▶ **Exercise directions**: Write what comes next in the essay about the family's pickup trucks, picking up after its last sentence.

Everyone was impressed when Dave came home with a new Ford 150 pickup truck. Sure, it was ten years old, but the man never spent money on new vehicles, and in fact for most of his life never spent more than one paycheck on one. This Ford was fancy. It had all its paint in two colors with a matching canopy and although there was a ragged hole in the dashboard where a radio used to be before it was excavated by a roving entrepreneur, it looked positively pristine.
We took care of that in a hurry. He had no use for a canopy and we set it out in the yard and advertised it and it turns out nobody else had a use for it either, so we set it to work killing the lawn for a while and then hauled it to the dump. The truck was a good little worker. We made dump runs and compost runs and cow poop runs and gravel runs and a bunch of our neighbors had the key too, and then when water pooled up in a corner of the bed because it tilted toward the curb Dave drilled a couple holes in it for drains. We always got a kick out of lending it to the neighbors with the expensive truck. You know, the kind with the fluffy bed liner. They might as well have dressed it in satin and laid in a row of corpses with lilies. Not sure what they had in mind for it but bringing home cow poop was not in the cards. Enter our truck. The worker.
And I loved it because it had power steering, or something a lot like it.
But we will never have the affection for it that we had for our old Cornbinder.
Our friend Mike sold the International Harvester to us, so we knew the entire provenance. It had done serious time on a hippie farm in Spray, Oregon, and in all the fifteen years we owned it, it never looked any the worse for wear. That sucker was born ugly. It looked like a squared-off armadillo with an indifferent paint job and a front end with no pretense. It made a statement. “I am the front of the truck,” it stated. “You might want to move out of the way.”

Stored data entries
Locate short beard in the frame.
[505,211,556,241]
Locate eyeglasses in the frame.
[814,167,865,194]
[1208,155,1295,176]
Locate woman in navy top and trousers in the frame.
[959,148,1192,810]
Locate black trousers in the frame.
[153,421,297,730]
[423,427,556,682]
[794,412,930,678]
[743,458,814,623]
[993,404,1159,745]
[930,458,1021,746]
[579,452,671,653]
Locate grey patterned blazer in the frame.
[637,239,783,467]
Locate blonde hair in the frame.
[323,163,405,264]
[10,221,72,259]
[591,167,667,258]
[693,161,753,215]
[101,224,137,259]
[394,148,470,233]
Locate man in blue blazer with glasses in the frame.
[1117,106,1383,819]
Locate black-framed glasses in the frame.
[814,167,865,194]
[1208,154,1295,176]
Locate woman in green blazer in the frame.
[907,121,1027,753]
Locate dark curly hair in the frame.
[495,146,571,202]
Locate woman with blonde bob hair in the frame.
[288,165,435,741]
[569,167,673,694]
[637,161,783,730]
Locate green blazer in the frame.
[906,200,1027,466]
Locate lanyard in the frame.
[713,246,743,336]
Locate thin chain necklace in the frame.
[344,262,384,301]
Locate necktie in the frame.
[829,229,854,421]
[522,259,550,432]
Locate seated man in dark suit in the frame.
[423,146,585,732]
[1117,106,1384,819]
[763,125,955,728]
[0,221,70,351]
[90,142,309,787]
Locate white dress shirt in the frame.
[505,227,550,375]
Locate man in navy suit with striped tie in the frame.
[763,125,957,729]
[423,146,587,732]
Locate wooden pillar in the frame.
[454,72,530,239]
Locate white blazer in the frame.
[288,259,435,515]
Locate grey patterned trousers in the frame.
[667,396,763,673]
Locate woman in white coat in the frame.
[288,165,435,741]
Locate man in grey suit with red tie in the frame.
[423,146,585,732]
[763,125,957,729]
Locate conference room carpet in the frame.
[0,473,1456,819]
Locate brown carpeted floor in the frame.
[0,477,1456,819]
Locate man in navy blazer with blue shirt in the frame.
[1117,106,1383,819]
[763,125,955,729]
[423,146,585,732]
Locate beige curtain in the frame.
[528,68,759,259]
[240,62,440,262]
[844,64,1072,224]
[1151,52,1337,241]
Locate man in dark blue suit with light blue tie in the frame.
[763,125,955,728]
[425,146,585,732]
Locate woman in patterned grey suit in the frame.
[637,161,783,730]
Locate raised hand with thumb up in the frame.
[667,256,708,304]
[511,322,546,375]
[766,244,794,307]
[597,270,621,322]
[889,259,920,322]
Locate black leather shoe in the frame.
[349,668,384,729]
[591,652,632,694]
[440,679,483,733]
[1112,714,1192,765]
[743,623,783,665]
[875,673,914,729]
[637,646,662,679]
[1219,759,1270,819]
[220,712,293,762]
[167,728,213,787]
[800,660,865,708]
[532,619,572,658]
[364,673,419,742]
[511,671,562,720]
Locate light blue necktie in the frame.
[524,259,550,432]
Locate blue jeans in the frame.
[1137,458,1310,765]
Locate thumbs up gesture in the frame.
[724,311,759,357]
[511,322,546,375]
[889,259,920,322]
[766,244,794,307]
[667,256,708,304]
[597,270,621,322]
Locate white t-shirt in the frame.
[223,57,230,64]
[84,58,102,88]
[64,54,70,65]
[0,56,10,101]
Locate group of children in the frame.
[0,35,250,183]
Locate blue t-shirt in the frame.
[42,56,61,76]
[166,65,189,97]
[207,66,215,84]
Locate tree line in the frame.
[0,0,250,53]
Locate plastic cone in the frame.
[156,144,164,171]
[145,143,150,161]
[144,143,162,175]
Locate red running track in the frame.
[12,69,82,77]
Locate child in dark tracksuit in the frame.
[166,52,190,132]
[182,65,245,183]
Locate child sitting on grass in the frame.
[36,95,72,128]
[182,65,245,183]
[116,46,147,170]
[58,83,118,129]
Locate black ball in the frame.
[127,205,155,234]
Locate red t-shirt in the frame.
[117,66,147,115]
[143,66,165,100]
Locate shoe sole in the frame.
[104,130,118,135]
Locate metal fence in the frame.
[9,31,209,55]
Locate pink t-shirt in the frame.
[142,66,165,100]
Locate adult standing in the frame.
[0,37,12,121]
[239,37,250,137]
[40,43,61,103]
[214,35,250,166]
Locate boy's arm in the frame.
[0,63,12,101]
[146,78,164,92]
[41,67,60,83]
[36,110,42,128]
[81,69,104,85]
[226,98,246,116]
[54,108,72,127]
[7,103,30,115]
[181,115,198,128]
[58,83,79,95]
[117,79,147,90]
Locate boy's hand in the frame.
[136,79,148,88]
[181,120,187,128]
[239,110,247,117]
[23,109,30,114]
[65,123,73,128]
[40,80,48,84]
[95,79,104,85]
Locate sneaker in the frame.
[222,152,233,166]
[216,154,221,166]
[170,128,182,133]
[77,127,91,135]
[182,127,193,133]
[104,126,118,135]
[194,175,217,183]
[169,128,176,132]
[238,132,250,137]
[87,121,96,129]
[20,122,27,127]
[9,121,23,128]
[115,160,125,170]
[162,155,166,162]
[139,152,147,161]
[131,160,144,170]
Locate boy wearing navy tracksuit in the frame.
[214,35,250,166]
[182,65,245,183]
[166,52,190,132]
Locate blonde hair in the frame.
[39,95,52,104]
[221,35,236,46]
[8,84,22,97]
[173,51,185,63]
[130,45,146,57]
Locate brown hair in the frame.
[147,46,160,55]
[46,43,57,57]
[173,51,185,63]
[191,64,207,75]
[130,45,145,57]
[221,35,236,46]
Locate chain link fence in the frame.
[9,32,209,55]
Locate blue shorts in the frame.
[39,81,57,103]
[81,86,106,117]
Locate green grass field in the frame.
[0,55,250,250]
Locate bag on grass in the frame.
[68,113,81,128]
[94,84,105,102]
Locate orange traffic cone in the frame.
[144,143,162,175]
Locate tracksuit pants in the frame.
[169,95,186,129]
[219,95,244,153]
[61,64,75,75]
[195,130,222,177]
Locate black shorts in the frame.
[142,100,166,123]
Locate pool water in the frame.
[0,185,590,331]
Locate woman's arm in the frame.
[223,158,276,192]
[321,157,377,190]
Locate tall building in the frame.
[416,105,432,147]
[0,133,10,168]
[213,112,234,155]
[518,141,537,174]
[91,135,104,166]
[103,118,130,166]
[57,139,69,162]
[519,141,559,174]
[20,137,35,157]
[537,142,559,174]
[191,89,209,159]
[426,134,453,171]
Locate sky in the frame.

▶ **Task answer**:
It was ostensibly a half-ton truck but it was probably already hauling ten tons of its own ass around. Dave found an anchor chain off a freighter and a hook off a construction crane and pulled trees right out of the ground with it; in fact, that was the only reason he ever put it in first gear. And it did not have your sissy power steering. I could steer it okay unless I had to parallel park and then my passenger had to help me pull the wheel around. Also, it was not automatic. No problem, I’m no millennial—I could manage that just fine, except when I was hauling a load up 33rd Avenue and didn’t hit the light at the top of the hill, and then I’d keep the clutch halfway out and keep my foot on the gas until it screamed like a velociraptor and if anyone came up behind me I’d burst into tears. Other than that, I was a total stud with that thing.
The proudest Dave ever was was the time he went for a load of gravel and the guy came around with his front-end loader and tipped in about a half-ton. Dave gave him the keep-it-coming gesture and he dumped in another half ton. Dave checked the tires and squinted up at the guy and nodded confidently and gestured again, and the guy rolled his eyes in resignation and dropped the rest of the bucket, and the Cornbinder squatted like a giant cockroach. The steering was, for once, a breeze, because the front tires were touching the pavement only intermittently. For years afterwards we had that invoice for two and a quarter tons of gravel on our refrigerator where most people put their child’s school picture.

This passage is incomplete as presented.